### PROBLEM DESCRIPTION
A faithful transcript of all the lines below, with no pictures, is the goal here.

------------------------------------------------

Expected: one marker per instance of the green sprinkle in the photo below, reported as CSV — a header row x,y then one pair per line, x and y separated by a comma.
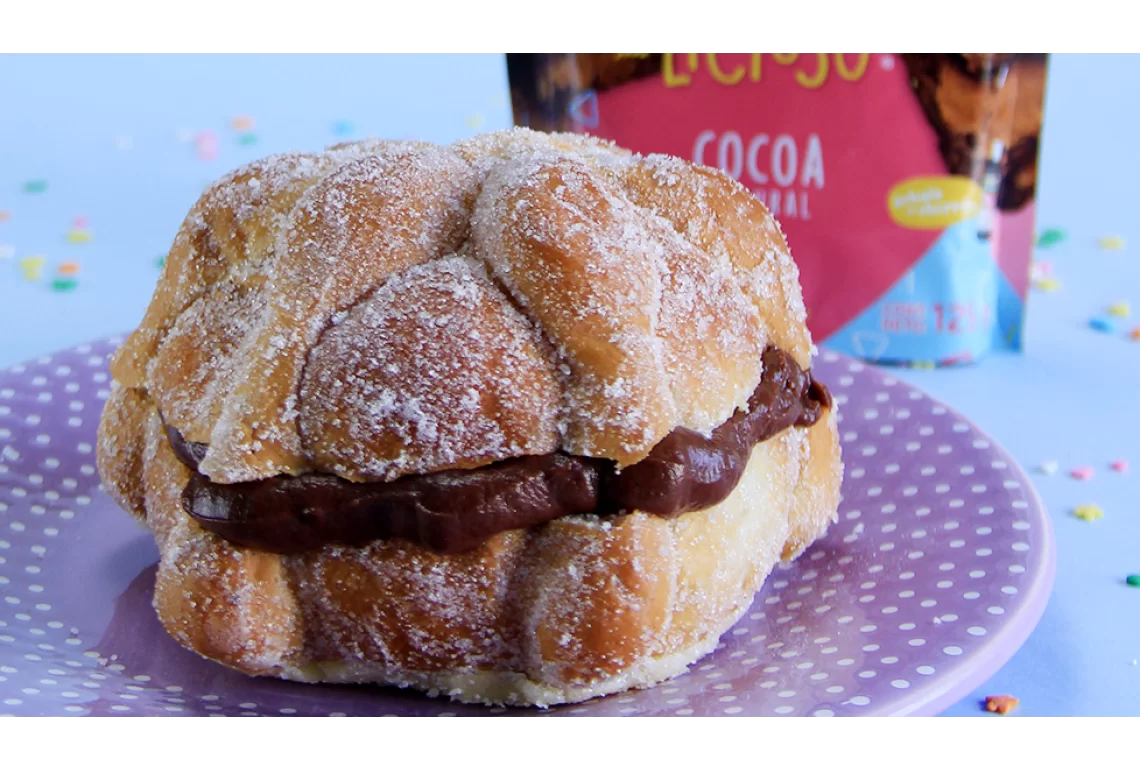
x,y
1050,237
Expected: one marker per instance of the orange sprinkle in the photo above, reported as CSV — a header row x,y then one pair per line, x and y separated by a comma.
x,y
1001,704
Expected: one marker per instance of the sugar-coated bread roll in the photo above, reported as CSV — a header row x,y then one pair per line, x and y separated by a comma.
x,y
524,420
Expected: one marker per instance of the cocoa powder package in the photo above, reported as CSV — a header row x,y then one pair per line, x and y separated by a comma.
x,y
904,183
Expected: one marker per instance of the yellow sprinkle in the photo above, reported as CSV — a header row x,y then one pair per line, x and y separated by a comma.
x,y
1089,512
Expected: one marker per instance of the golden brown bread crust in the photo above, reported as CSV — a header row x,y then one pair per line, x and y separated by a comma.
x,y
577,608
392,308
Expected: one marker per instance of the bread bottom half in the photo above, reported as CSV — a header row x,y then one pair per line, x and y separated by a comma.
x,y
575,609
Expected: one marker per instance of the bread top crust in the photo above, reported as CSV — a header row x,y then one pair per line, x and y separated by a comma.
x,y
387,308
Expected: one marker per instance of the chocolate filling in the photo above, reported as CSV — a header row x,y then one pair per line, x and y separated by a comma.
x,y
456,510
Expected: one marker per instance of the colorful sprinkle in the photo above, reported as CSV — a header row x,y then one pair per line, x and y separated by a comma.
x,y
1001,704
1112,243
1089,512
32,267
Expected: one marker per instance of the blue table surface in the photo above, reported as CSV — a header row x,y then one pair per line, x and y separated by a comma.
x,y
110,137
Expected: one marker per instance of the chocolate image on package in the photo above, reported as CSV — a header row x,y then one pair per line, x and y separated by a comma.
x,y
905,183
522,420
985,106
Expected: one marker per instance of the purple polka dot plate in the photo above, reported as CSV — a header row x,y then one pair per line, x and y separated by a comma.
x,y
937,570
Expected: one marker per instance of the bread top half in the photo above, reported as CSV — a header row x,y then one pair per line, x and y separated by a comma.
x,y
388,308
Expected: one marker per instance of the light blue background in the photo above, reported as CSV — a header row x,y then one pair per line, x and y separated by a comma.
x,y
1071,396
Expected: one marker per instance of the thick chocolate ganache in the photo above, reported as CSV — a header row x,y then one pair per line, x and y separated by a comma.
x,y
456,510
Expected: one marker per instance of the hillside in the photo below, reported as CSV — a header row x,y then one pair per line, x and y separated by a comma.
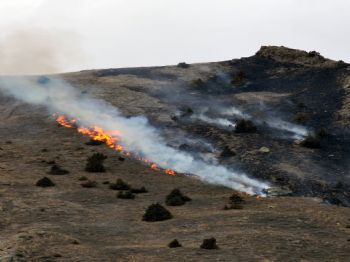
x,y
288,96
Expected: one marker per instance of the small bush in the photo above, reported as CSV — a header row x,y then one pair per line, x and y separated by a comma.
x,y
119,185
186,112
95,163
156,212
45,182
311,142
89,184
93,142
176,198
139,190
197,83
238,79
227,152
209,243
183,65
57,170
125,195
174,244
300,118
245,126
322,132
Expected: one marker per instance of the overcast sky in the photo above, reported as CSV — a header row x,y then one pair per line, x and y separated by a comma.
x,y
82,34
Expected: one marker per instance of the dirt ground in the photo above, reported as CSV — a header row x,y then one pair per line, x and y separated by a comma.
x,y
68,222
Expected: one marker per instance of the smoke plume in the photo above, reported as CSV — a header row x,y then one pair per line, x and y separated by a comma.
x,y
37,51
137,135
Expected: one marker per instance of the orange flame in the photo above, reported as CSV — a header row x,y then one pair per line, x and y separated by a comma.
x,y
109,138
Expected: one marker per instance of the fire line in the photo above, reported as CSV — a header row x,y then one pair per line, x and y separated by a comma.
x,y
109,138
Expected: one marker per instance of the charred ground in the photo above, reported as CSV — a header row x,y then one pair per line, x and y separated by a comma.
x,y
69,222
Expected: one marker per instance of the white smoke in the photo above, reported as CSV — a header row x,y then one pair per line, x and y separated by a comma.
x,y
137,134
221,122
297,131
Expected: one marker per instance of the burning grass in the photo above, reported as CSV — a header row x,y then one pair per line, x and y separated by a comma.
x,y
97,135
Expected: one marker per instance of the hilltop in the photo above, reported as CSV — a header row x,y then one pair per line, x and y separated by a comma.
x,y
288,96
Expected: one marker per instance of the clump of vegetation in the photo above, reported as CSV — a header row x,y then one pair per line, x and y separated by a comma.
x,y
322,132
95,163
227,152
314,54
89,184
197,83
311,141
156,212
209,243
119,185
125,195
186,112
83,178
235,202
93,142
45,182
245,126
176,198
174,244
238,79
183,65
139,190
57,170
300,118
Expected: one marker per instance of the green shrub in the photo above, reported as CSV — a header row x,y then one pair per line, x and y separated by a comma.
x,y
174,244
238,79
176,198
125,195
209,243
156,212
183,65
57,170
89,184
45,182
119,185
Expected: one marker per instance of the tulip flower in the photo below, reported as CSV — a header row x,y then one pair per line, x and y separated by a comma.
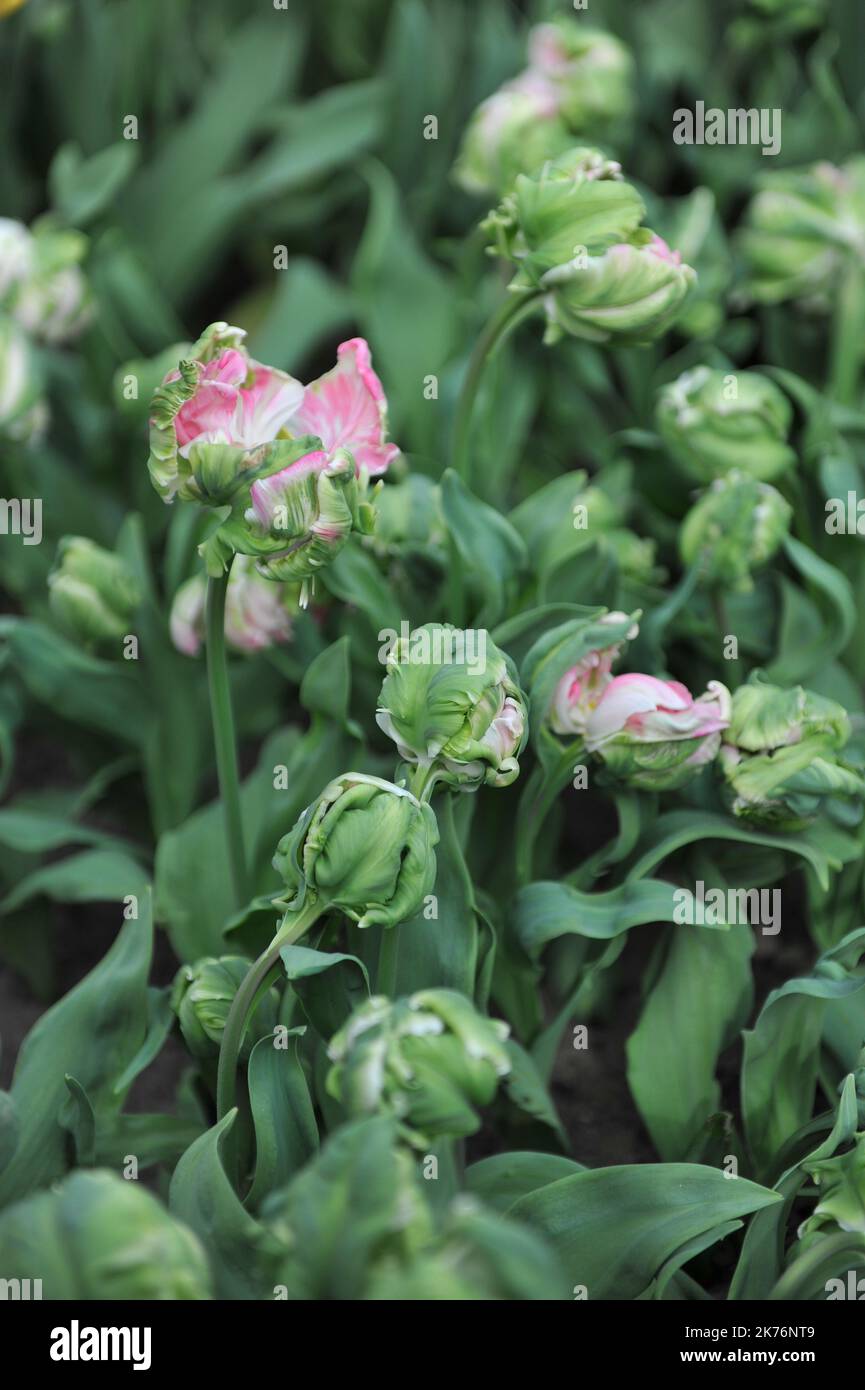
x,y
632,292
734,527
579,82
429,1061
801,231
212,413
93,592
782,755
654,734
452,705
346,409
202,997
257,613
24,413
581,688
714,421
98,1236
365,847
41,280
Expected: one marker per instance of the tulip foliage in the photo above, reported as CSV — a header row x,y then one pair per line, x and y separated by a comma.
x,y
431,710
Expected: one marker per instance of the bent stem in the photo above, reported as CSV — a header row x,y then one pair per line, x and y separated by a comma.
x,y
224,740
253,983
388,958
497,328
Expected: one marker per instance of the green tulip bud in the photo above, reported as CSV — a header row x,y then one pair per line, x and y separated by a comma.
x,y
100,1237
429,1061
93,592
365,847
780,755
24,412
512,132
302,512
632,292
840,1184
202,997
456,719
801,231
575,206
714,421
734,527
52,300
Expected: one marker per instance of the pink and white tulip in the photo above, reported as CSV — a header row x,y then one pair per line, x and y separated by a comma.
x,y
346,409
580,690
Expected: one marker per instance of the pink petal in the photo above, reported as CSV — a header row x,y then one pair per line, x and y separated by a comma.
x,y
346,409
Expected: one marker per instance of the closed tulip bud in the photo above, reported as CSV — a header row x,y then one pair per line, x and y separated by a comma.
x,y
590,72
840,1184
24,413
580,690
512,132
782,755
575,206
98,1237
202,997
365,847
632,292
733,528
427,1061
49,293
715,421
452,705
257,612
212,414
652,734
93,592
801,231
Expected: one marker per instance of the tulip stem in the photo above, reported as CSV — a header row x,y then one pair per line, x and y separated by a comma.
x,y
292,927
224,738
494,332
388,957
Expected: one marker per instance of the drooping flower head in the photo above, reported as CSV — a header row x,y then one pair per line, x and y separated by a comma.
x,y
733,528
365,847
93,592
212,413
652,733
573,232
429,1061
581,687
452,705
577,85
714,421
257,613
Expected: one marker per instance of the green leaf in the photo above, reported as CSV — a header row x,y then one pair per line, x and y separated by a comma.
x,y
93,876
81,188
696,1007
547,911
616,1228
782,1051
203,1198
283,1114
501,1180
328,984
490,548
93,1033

------------------------------------------------

### SOLUTION TO THIS TASK
Expected: one marker per instance of the green sprinkle in the photo below, reported as CSV — a header row x,y then one pair per line, x and y separated by a comma.
x,y
1050,237
Expected: one marker per instance of the orange sprinkle in the photo above, reported as CSV — a header row x,y then one pair per line, x and y separated by a comma.
x,y
1001,704
Expected: one marker per instance of the sugar-coated bread roll in the photo above, reported as CSV — a header row x,y then one pair per line, x and y separated by a comma.
x,y
524,420
Expected: one marker per instance of the cocoa powder package in the photo above, reported as CSV — a header row x,y then one pair per line, x and y separated by a comma.
x,y
904,183
Expected: one marker per instance of the yellow sprinkle in the photo above, reported as CSV — a header row x,y then one pair per line, x and y separated by a comma.
x,y
1089,512
Expected: one marker per instance of the golden brown bread crust in the photo above, reported as CSV — a header row x,y then one pair per line, x and y separated by a comma.
x,y
577,608
392,308
Expected: one marker per instance of the bread bottom half in the photo above, reported as CSV — a header row x,y then one pair per line, x and y separated by a comma.
x,y
575,609
Expected: one marker per instance of the bread top crust in the photo above, reported as CSV — a header row x,y then one pair per line, x and y separated by a comma.
x,y
387,308
Expected: one marker per instance of the chocolate filling in the photo above, reported as CSV — a header row x,y then one pair per line, x and y separated by a comma.
x,y
456,510
Expected: one marker per instance of the colorful sprinkle in the photo above, reported as CSV — a header row x,y then one pair per line, x and y separated by a comma.
x,y
1001,704
1112,243
1089,512
32,267
Expected: one marker per instance of the blue table surface in the photo above, reported as CSV — a header row x,y then one pair per line, x and y separated by a comma.
x,y
110,137
Expected: one marker per instance of the chocolate image on package in the photo above, reported as CSV — a header row x,y then one pair per line, x and y separated by a comma.
x,y
905,183
522,420
985,106
Expected: one marker per instance of the purple polka dot plate in the photo above, reported as CSV — a header row x,y then one pair per line, x and y separated by a comma.
x,y
937,570
Expected: one marker per instance of the bread top half in the photo above, reported as CSV — a header row x,y then one pair per line, x and y separated by a comma.
x,y
388,308
Expected: one marker per instance of the light blue background in the photo above, reported as CSV — a header row x,y then one pair per line, x and y separated by a comma.
x,y
1071,396
Expected: one marker per instance of the thick chocolate ganache in the photo above, reported as CSV — a header row x,y then one pair per line, x and y separated by a comma.
x,y
456,510
Expected: one marker per instance of the hillside in the photo below, reported as CSV — a header row x,y then one pair per line, x and y separated by a comma.
x,y
288,96
Expected: one marker per instance of the small bush in the photo above, reported as CSV — a header row x,y then one pair per line, x and y separated by a comma.
x,y
119,185
186,112
95,163
156,212
45,182
311,142
89,184
93,142
176,198
139,190
197,83
238,79
227,152
209,243
183,65
57,170
125,195
174,244
300,118
245,126
322,132
Expected: one marker per instance of the overcast sky in the photo above, reported as CSV — a header row x,y then one pair per line, x and y separated by a comma.
x,y
82,34
Expected: one marker per instance of the dirt ground in the photo above, reported as CSV — a header row x,y then one pair per line, x and y separated by a comma.
x,y
68,222
Expected: one marker per instance of the smoke plume in the photo above, reported as CSV — a header row x,y then one pair per line, x and y separated by a comma.
x,y
37,51
137,135
Expected: one marker per instance of the orange flame in the photo above, reported as CSV — a header row x,y then one pair per line, x and y separated by a comma.
x,y
109,138
Expected: one marker per instance of the fire line in the photo above, reported as CSV — a header row x,y then one pair per line, x and y separated by a comma.
x,y
109,138
Expected: one marker per instance of the charred ground in the photo above, reported as CSV — a header row x,y then one pair per line, x and y separated by a comma.
x,y
69,222
Expected: one marker per instance of the white smoke in the photo above, reported as CSV — a header row x,y then one pair per line, x and y separated by a comma.
x,y
137,134
221,122
297,131
Expected: one marker per instance of the burning grass in the photo above, reported as CSV — a header row x,y then one pair per line, x and y separated by a comma.
x,y
97,135
Expected: one marker per instance of the hilltop in the photo above, reported as CSV — a header row x,y then one pair per line, x and y separated by a comma.
x,y
288,96
Expected: one marker per instance of the clump of vegetation in the photo above, reported as CSV — a header row x,y then one pair per line, x and y separated by a comma.
x,y
322,132
95,163
227,152
314,54
89,184
197,83
311,141
156,212
209,243
119,185
125,195
186,112
83,178
235,202
93,142
45,182
245,126
176,198
174,244
238,79
183,65
139,190
57,170
300,118
Expected: one marker per instance of the green shrub in the photo above, reported as CSV — a header row x,y then one pair per line, x and y separated by a comma.
x,y
174,244
238,79
176,198
125,195
209,243
156,212
183,65
57,170
89,184
45,182
119,185
Expected: one marker per instance of the tulip flower in the photo below, reported as CSV — a header row x,y then one pair per line, x and y separated by a comma.
x,y
632,292
734,527
579,82
429,1061
801,231
212,413
93,592
782,755
654,734
452,705
346,409
202,997
257,613
24,413
581,688
714,421
98,1236
365,847
41,280
Expected: one marker per instance of the tulip foliage in the photo above, reported as CSV — a header row x,y then one pair per line, x and y separated by a comma.
x,y
431,710
Expected: one marker per instance of the bent stem in the photo above, reported as CSV — a header row x,y then one pair per line, x and y separated by a comma.
x,y
224,740
253,983
388,958
497,328
Expected: one marker per instance of the green tulip bud in the photo above, reported as CSV — a header row x,y then one pair per line, x and y separated by a comma.
x,y
100,1237
429,1061
93,592
365,847
780,755
24,412
512,132
302,512
632,292
840,1184
202,997
456,719
801,231
575,206
714,421
734,527
52,300
Expected: one marker per instance of the pink and white tulip in the photo above, reported as CSV — a header row x,y then one pair per line, x and y separated by a comma.
x,y
346,409
580,690
Expected: one marker per instance of the pink petal in the photo above, reported as CSV — a header row x,y then one pair per line, x and y separated by a comma.
x,y
346,409
Expected: one marker per instance of the closed tulip bud in the photo above, reported as CSV — a header row x,y then one pair per line, x and y separated by a comma.
x,y
590,72
840,1184
24,413
580,690
512,132
782,755
575,206
98,1237
202,997
365,847
632,292
733,528
427,1061
49,293
715,421
452,705
257,612
212,414
652,734
93,592
801,231
Expected: one marker per instance of the tulip stem in the photo above, reported as CSV — a header row x,y then one pair per line, x and y separated by a comma.
x,y
292,927
224,738
494,332
388,957
Expected: one marker per instance of the drooping flower head in the photo above, reported as CSV — a header row x,y then one pair per line, x and y separated by a comma.
x,y
733,528
365,847
93,592
212,413
652,733
573,232
429,1061
581,687
452,705
577,85
714,421
257,613
Expected: one marker per instance of the green leaf in the photo above, reported as CSV — a header row x,y then one pair per line, x and y separated by a comma.
x,y
93,876
81,188
696,1007
547,911
616,1228
782,1051
203,1198
283,1114
501,1180
328,984
490,548
93,1033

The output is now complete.